No line before the one containing "in [674, 79]." should appear; that line and all lines after it, through the end of the data, are to be set down exactly.

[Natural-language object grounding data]
----

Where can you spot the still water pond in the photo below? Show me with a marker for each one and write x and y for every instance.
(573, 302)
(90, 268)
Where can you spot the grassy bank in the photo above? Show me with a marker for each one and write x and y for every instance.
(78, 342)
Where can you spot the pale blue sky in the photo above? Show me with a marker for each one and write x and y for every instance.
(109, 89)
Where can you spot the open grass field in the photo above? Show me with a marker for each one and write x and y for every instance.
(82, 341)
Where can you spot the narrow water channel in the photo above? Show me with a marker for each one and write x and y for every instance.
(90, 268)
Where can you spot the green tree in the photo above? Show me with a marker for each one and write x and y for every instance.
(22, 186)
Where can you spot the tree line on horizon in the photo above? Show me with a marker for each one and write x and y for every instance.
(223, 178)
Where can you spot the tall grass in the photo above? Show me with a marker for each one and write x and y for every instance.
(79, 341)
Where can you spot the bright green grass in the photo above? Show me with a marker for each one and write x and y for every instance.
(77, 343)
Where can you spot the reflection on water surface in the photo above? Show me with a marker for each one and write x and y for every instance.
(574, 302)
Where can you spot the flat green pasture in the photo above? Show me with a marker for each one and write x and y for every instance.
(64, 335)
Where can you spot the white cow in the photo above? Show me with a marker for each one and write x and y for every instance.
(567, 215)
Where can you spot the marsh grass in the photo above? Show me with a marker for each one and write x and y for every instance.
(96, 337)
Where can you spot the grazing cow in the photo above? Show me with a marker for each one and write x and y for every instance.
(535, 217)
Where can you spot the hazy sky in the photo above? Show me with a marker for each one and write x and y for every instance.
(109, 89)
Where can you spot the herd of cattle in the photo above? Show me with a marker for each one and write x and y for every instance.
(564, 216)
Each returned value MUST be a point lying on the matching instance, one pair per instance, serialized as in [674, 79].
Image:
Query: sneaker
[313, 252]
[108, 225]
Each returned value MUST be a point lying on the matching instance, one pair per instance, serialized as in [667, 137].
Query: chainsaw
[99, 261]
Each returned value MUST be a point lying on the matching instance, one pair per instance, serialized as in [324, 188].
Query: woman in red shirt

----

**Written solution**
Each returned value MUST be a point lying on the matching instance, one pair per instance, serialized as in [674, 79].
Image:
Query: sneaker
[313, 252]
[108, 225]
Each returned value MUST be a point lying on the matching instance, one pair per instance, serialized as in [667, 137].
Query: chainsaw
[99, 261]
Each returned value MUST be a point lying on the matching instance, one pair per instance, serialized as in [324, 188].
Query: woman in red shirt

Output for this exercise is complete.